MATERIAL FOR THIS TASK -
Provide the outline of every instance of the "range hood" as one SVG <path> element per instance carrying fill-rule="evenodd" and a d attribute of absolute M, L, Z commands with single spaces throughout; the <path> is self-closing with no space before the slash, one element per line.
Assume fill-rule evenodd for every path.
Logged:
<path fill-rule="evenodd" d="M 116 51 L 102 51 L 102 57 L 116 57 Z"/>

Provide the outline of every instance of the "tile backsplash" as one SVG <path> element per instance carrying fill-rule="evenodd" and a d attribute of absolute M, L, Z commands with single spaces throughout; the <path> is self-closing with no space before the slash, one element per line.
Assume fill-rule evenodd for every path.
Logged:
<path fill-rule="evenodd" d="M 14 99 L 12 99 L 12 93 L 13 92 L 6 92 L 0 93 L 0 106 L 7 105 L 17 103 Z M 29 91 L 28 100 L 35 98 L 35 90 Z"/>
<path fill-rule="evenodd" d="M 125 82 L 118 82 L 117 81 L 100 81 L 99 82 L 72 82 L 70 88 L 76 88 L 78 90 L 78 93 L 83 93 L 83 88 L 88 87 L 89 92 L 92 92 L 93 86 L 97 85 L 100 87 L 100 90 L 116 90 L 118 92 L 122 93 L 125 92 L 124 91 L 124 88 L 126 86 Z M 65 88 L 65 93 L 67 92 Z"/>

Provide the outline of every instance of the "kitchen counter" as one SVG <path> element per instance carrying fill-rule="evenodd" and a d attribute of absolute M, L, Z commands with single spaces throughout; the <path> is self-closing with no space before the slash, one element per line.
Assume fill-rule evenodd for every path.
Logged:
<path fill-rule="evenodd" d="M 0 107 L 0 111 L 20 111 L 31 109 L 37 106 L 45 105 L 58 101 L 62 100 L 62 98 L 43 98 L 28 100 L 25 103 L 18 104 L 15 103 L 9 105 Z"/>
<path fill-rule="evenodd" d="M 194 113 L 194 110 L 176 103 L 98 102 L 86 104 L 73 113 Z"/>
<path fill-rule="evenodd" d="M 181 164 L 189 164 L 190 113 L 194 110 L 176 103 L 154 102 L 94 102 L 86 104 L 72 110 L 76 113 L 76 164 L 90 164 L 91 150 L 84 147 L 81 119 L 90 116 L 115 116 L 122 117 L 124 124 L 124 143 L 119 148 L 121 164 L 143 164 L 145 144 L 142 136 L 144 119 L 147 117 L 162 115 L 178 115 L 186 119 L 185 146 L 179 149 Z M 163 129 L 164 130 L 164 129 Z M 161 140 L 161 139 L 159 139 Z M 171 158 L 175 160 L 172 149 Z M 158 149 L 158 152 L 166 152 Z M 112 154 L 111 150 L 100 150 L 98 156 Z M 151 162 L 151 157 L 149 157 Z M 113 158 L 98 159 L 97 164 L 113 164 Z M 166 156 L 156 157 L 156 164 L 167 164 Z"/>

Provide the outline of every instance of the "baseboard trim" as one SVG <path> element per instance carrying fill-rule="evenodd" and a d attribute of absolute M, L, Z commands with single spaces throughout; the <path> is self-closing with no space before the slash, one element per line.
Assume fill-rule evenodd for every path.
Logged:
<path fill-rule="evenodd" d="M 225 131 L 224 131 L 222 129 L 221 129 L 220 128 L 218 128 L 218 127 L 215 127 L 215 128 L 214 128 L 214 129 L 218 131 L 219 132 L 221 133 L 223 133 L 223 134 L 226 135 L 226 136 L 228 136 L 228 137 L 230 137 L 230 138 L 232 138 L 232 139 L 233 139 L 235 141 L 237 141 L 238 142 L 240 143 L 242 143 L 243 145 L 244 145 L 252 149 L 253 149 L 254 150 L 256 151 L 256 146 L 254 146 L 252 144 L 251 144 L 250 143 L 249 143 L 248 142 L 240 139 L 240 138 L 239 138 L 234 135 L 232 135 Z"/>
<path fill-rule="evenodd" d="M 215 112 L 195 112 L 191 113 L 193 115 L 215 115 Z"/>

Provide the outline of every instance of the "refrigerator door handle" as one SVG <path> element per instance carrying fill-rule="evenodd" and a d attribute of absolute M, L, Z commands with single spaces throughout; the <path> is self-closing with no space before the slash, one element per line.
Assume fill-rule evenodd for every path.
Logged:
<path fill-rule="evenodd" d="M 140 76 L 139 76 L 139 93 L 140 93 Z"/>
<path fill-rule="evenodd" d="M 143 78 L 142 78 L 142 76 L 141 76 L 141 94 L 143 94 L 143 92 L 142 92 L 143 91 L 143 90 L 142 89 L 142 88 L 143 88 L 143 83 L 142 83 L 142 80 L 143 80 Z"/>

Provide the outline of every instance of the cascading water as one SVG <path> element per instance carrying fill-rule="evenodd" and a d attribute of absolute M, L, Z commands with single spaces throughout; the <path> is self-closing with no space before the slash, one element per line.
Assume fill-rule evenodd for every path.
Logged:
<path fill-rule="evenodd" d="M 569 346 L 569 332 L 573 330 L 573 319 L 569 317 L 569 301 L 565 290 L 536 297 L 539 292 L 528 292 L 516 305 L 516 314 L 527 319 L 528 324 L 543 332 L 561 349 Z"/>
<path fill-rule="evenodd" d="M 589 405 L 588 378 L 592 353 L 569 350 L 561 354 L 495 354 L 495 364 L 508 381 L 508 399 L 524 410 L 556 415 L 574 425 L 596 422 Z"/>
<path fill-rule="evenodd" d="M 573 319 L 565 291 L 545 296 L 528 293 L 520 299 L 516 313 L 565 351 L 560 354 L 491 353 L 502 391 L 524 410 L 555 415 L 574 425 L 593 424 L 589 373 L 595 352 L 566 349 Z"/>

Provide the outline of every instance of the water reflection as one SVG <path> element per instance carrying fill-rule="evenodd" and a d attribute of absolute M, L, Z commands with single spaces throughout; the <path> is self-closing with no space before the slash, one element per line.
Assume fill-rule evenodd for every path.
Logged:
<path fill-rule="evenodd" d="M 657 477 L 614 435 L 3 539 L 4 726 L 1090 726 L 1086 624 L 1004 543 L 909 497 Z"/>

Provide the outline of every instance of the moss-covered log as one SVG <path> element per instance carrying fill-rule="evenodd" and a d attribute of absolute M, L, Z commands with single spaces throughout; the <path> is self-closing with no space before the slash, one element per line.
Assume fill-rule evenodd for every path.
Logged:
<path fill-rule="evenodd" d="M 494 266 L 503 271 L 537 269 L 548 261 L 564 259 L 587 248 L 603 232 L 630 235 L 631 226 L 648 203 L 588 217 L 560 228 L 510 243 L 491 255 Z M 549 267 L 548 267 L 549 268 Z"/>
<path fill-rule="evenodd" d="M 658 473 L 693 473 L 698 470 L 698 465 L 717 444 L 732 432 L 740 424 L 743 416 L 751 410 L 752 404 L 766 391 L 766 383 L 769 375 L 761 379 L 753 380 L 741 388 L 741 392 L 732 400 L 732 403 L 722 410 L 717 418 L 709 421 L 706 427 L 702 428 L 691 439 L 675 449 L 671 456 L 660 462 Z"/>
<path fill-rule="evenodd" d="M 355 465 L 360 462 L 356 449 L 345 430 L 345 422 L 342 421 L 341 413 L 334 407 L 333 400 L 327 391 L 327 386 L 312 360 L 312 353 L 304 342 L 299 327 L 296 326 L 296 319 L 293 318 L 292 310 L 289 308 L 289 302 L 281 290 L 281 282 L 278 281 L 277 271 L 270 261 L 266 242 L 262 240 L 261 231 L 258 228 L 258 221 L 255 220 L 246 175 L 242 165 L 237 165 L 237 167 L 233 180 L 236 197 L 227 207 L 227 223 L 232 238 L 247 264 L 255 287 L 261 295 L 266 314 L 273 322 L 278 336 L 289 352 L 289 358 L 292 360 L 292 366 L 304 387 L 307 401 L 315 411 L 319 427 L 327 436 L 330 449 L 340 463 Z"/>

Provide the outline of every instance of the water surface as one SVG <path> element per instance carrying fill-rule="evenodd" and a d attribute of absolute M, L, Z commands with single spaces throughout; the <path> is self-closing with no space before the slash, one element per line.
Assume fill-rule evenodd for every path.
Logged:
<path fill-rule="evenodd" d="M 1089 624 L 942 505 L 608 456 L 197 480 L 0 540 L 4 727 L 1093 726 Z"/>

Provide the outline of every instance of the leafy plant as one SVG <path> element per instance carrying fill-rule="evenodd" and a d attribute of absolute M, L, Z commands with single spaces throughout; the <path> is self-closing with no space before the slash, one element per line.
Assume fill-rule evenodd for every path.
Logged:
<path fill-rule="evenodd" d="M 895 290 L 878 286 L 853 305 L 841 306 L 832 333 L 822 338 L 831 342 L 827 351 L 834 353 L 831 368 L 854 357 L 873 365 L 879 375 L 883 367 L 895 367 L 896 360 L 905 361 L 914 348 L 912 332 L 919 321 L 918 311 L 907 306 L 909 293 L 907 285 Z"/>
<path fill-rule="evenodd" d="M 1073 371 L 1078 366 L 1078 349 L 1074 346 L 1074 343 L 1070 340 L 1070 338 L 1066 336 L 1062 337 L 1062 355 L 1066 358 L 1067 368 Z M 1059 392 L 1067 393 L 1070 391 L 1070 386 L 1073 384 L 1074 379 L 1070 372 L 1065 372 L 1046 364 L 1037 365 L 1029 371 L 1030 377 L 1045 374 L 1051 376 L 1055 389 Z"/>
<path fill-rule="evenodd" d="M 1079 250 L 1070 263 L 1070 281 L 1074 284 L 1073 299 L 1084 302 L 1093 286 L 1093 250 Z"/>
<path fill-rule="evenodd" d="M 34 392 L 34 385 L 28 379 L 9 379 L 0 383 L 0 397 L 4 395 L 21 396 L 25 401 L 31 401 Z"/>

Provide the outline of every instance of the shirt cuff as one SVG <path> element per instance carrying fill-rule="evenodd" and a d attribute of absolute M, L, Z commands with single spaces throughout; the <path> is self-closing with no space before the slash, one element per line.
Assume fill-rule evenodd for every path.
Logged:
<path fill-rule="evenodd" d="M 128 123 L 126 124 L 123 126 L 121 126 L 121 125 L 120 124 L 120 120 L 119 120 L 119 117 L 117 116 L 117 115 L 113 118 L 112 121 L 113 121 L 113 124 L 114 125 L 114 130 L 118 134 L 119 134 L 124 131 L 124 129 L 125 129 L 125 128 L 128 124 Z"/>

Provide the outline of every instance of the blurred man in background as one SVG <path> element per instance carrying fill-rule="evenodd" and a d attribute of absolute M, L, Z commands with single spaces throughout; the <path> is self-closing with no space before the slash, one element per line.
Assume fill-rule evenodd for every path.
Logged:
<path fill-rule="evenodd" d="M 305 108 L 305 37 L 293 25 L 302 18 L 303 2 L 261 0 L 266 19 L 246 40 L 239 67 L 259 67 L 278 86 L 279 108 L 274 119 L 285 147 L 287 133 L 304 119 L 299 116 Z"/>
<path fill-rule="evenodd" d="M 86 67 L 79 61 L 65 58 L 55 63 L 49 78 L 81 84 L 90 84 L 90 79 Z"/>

PROBLEM STATEMENT - Repeat the data from its start through the line containing "116 51 L 102", swapping "range hood" for "exhaust hood" and leaving everything else unchanged.

TASK ANSWER -
Provide the outline of every instance of the "exhaust hood" as one SVG <path> element per instance carrying fill-rule="evenodd" and a d attribute of absolute M, L, Z commands with single spaces throughout; the <path> is self-closing with no space before the slash, one element per line.
Assume fill-rule evenodd for every path.
Logged:
<path fill-rule="evenodd" d="M 116 51 L 102 51 L 102 57 L 116 57 Z"/>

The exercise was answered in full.